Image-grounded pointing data
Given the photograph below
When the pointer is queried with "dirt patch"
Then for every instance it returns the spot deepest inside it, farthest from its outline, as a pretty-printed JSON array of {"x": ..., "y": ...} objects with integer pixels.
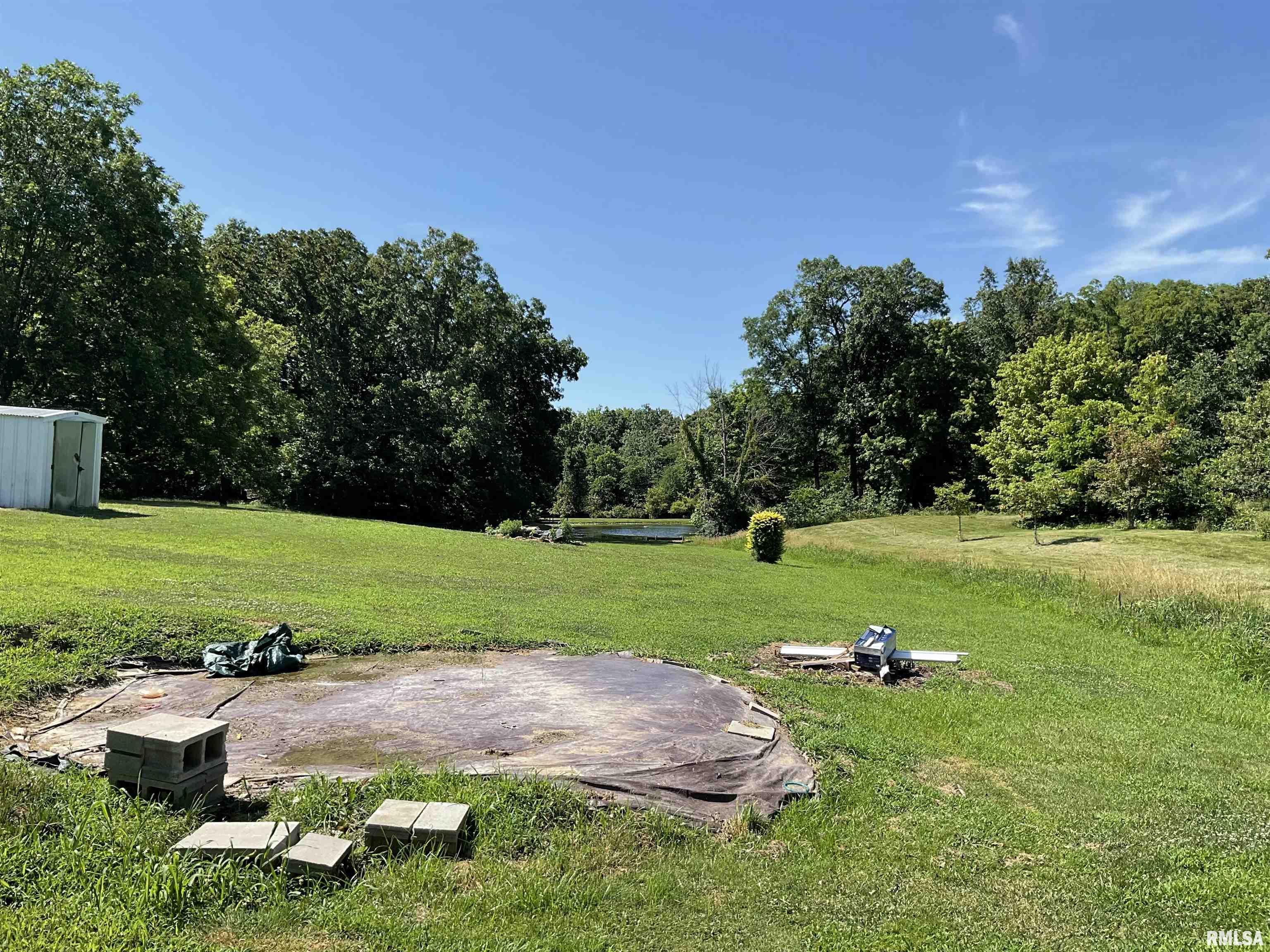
[
  {"x": 986, "y": 680},
  {"x": 955, "y": 776}
]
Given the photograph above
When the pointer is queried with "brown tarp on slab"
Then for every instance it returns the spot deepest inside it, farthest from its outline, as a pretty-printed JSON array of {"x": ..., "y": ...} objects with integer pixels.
[{"x": 642, "y": 733}]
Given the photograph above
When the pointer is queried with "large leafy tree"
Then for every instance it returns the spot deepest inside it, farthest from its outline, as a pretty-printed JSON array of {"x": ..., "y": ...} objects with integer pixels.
[
  {"x": 1012, "y": 315},
  {"x": 830, "y": 351},
  {"x": 423, "y": 389},
  {"x": 1055, "y": 405},
  {"x": 1244, "y": 466},
  {"x": 105, "y": 301}
]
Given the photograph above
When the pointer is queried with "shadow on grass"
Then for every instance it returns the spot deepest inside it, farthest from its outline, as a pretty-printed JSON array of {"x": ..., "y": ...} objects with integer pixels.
[{"x": 100, "y": 514}]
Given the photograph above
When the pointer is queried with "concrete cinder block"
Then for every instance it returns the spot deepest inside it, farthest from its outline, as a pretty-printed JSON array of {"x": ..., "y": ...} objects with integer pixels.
[
  {"x": 263, "y": 841},
  {"x": 206, "y": 786},
  {"x": 171, "y": 770},
  {"x": 129, "y": 738},
  {"x": 171, "y": 747},
  {"x": 393, "y": 822},
  {"x": 318, "y": 854},
  {"x": 441, "y": 827}
]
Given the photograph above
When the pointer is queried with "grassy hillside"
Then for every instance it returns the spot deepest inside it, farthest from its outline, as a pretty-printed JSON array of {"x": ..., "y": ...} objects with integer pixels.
[
  {"x": 1142, "y": 563},
  {"x": 1091, "y": 781}
]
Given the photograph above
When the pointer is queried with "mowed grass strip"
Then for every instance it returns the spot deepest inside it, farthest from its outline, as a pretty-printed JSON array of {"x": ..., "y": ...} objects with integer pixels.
[
  {"x": 1140, "y": 563},
  {"x": 1075, "y": 788}
]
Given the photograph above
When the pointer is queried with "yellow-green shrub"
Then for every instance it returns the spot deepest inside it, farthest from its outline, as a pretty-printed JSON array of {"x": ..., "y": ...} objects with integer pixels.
[{"x": 766, "y": 536}]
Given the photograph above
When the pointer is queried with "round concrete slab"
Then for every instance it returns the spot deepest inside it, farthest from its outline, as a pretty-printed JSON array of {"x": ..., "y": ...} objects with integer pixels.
[{"x": 645, "y": 733}]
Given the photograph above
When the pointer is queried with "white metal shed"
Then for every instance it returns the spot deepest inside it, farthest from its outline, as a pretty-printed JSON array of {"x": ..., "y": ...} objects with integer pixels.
[{"x": 50, "y": 459}]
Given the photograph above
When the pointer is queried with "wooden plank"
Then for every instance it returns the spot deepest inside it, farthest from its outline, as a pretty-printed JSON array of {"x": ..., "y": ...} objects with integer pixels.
[
  {"x": 945, "y": 657},
  {"x": 811, "y": 652},
  {"x": 750, "y": 730}
]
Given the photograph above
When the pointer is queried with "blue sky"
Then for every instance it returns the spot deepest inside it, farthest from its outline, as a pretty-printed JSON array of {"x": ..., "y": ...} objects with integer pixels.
[{"x": 654, "y": 172}]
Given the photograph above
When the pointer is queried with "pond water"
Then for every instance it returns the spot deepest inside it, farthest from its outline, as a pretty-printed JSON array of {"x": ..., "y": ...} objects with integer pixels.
[{"x": 635, "y": 532}]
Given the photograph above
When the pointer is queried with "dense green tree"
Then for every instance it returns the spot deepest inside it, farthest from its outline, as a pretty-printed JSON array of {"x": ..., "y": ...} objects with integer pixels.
[
  {"x": 1137, "y": 473},
  {"x": 426, "y": 390},
  {"x": 1055, "y": 405},
  {"x": 1011, "y": 317},
  {"x": 1036, "y": 495},
  {"x": 954, "y": 499},
  {"x": 105, "y": 301},
  {"x": 831, "y": 350},
  {"x": 1244, "y": 466}
]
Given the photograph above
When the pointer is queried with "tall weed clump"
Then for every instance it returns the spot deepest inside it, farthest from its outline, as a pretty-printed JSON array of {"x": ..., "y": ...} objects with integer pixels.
[{"x": 766, "y": 536}]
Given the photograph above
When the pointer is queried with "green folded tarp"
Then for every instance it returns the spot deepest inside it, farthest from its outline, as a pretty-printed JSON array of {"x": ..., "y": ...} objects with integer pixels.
[{"x": 268, "y": 654}]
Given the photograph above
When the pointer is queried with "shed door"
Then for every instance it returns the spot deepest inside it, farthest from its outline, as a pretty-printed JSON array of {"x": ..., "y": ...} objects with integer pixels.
[
  {"x": 89, "y": 452},
  {"x": 67, "y": 464}
]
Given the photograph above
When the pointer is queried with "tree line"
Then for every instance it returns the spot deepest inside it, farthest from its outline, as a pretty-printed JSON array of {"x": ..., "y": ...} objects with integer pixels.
[
  {"x": 308, "y": 371},
  {"x": 295, "y": 367},
  {"x": 1136, "y": 400}
]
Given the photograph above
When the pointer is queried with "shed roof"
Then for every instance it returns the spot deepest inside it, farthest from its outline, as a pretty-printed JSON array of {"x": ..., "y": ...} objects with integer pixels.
[{"x": 51, "y": 414}]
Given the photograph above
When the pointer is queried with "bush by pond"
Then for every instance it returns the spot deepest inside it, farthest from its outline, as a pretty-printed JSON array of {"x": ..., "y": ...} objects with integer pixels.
[{"x": 766, "y": 536}]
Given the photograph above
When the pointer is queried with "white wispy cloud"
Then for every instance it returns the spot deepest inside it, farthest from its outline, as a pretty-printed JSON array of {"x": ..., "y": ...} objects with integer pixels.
[
  {"x": 987, "y": 165},
  {"x": 1009, "y": 191},
  {"x": 1134, "y": 210},
  {"x": 1005, "y": 24},
  {"x": 1159, "y": 225},
  {"x": 1006, "y": 212}
]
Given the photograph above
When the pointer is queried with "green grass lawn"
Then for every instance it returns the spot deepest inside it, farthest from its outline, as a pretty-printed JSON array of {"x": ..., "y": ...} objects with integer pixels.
[
  {"x": 1090, "y": 782},
  {"x": 1145, "y": 563}
]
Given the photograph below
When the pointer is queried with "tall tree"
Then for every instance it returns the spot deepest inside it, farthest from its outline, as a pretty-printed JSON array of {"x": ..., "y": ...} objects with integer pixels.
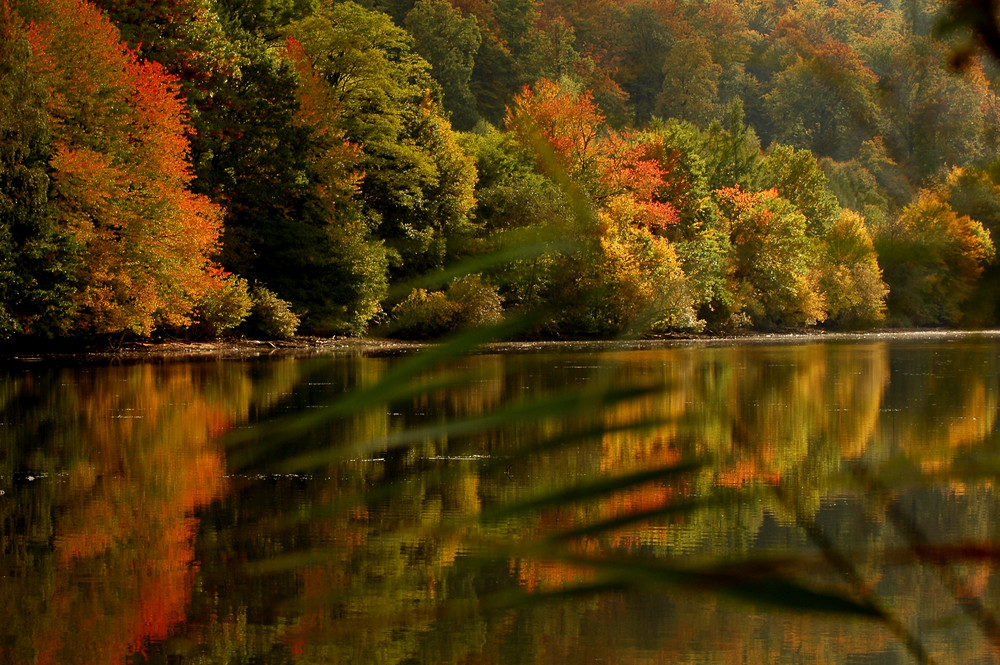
[
  {"x": 36, "y": 281},
  {"x": 121, "y": 176},
  {"x": 449, "y": 42},
  {"x": 418, "y": 184}
]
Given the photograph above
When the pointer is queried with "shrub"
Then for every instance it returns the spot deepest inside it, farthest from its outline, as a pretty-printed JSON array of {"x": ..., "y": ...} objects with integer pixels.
[
  {"x": 479, "y": 303},
  {"x": 424, "y": 314},
  {"x": 271, "y": 317},
  {"x": 224, "y": 308}
]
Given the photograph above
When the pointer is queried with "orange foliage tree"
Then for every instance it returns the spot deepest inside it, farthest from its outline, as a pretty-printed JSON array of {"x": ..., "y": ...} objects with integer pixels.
[
  {"x": 120, "y": 173},
  {"x": 606, "y": 163}
]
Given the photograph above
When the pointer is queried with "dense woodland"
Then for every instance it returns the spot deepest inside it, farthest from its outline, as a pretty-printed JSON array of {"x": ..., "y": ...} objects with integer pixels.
[{"x": 203, "y": 167}]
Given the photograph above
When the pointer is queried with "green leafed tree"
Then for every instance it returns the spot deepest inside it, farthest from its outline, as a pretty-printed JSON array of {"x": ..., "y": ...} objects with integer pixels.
[
  {"x": 36, "y": 259},
  {"x": 418, "y": 185},
  {"x": 932, "y": 258},
  {"x": 449, "y": 42}
]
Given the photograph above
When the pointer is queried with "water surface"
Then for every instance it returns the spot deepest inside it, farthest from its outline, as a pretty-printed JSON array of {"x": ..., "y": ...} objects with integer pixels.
[{"x": 231, "y": 512}]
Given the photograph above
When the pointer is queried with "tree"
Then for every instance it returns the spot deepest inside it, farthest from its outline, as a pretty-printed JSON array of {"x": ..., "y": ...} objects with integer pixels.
[
  {"x": 771, "y": 270},
  {"x": 120, "y": 176},
  {"x": 797, "y": 177},
  {"x": 449, "y": 43},
  {"x": 36, "y": 259},
  {"x": 850, "y": 276},
  {"x": 932, "y": 258},
  {"x": 418, "y": 186},
  {"x": 691, "y": 82}
]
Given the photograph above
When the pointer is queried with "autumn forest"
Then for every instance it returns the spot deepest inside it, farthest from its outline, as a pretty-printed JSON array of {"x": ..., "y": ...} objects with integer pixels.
[{"x": 207, "y": 167}]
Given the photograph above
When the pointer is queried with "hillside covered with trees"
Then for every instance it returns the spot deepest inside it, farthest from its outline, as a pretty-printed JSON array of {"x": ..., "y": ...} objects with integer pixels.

§ **Instructions to follow**
From the entries above, copy out every line where the string "dense" appears.

§ **Written answer**
When the pointer is queried with "dense green tree"
When the pointer is queried with "dense woodland"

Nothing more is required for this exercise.